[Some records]
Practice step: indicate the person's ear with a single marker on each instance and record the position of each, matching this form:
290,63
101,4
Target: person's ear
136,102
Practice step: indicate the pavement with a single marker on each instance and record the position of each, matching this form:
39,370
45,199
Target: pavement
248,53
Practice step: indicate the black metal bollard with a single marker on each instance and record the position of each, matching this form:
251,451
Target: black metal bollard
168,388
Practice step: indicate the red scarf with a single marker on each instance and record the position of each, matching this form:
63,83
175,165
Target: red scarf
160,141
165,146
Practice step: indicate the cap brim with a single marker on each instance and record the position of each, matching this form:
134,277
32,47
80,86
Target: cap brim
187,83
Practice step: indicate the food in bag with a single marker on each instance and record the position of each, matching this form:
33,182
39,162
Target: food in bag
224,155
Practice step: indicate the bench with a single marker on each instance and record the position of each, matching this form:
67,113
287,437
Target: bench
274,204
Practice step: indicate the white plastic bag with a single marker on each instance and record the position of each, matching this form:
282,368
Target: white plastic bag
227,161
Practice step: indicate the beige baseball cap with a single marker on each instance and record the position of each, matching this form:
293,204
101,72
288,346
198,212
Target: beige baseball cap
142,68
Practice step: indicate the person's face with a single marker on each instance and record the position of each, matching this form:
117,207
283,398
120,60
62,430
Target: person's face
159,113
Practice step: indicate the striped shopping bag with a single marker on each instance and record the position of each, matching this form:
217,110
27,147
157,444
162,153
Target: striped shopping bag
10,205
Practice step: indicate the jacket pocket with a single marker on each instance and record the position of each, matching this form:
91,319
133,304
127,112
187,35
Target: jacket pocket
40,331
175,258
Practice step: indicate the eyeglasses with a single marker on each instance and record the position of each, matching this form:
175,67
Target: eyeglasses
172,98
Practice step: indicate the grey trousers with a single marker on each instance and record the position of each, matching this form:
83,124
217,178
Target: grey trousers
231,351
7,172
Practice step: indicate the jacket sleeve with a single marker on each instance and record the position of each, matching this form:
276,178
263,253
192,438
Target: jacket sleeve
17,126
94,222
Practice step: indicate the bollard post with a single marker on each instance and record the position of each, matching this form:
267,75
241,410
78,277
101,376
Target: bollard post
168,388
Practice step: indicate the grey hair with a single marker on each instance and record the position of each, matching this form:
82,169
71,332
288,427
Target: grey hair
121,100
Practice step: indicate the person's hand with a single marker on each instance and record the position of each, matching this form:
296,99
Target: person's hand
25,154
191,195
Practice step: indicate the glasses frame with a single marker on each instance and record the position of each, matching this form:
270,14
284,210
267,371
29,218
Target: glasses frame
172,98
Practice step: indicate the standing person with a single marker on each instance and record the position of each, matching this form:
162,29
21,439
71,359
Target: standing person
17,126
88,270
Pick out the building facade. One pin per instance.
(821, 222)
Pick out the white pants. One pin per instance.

### Stated exercise
Can you give these lines as a numbered list, leaving out any blank lines, and cover every one of the records?

### Exercise response
1. Practice step: indicate the person's ear with a single marker on each instance and record the position of each, matching this form:
2. 290,63
3. 101,4
4. Target: person's ear
5. 136,102
6. Practice step: indicate the pavement with a single marker on each instance and record the position of each, matching this form:
7. 39,370
8. 45,199
9. Target: pavement
10. 248,53
11. Practice step: indicate the black metal bollard with a single marker on each instance and record the position of each, matching this form:
12. 251,451
13. Target: black metal bollard
14. 168,388
15. Practice step: indicate the red scarf with a single marker on each instance and record the position of each, matching this form:
16. 63,83
17. 175,165
18. Target: red scarf
19. 160,141
20. 165,146
21. Practice step: indicate the cap brim with a single marker on each instance and record the position of each, matching this form:
22. 134,277
23. 32,47
24. 80,86
25. Target: cap brim
26. 187,83
27. Practice step: indicate the food in bag with a single marker on each instance and record the position of each, matching this form:
28. 33,182
29. 39,162
30. Target: food in bag
31. 224,155
32. Practice step: indicate the bench with a single marker on each instance and record the position of each, matching this form:
33. 67,113
34. 287,437
35. Target: bench
36. 274,204
37. Practice step: indicate the white plastic bag with a single marker on each instance and record the position of each, matching this form:
38. 282,368
39. Target: white plastic bag
40. 227,161
41. Practice step: indicate the beige baseball cap with a single marker on each instance and record the position of each, matching this form:
42. 293,204
43. 101,72
44. 288,346
45. 198,212
46. Target: beige baseball cap
47. 142,68
48. Practice step: indicate the person's face with a single marker on each instance and record the position of each, matching this form:
49. 117,207
50. 283,398
51. 120,60
52. 62,430
53. Target: person's face
54. 159,113
55. Practice step: indicate the striped shopping bag with a single marker on each instance and record the position of each, matching this form:
56. 217,110
57. 27,147
58. 157,444
59. 162,153
60. Target: striped shopping bag
61. 10,205
62. Practice step: indicate the jacket pocket with a single marker on each instance and record the position of each, matching this form:
63. 91,319
64. 133,304
65. 127,112
66. 187,35
67. Target: jacket pocket
68. 40,331
69. 175,258
70. Practice step: indicate the eyeglasses with a single marker on each instance and record the position of each, matching this form:
71. 175,67
72. Target: eyeglasses
73. 172,98
74. Practice step: indicate the grey trousers with a single marker on each instance and record the position of each, matching this form:
75. 83,124
76. 217,178
77. Target: grey trousers
78. 231,351
79. 7,172
80. Practice step: indicate the jacket sleeve with a single marker on each instance and record the position of each, matching this form:
81. 276,178
82. 263,253
83. 192,438
84. Target: jacket sleeve
85. 17,126
86. 94,222
87. Practice step: indicate the bollard post with a single marker on each instance and record the position of each, matching this form:
88. 267,75
89. 241,410
90. 78,277
91. 101,376
92. Target: bollard post
93. 168,388
94. Practice step: indicate the grey hair with a single marker on each instance and record the position of each, matching this form:
95. 82,169
96. 71,332
97. 288,427
98. Target: grey hair
99. 121,100
100. Practice step: indicate the person's hand with a single marker on each instance and record the position of each, matching this form:
101. 296,99
102. Target: person's hand
103. 25,154
104. 191,195
105. Practice step: indicate the glasses frame with a single marker on each instance and record the position of each, matching this form:
106. 270,14
107. 284,210
108. 267,371
109. 29,218
110. Target: glasses frame
111. 172,98
112. Practice step: indicate the standing person with a single marker on each instance and record the position of each, matching this form:
113. 162,29
114. 21,439
115. 71,359
116. Target: standing person
117. 17,126
118. 88,270
119. Pick out the building facade. One pin per instance.
120. (821, 222)
121. Pick out the white pants. One pin per instance.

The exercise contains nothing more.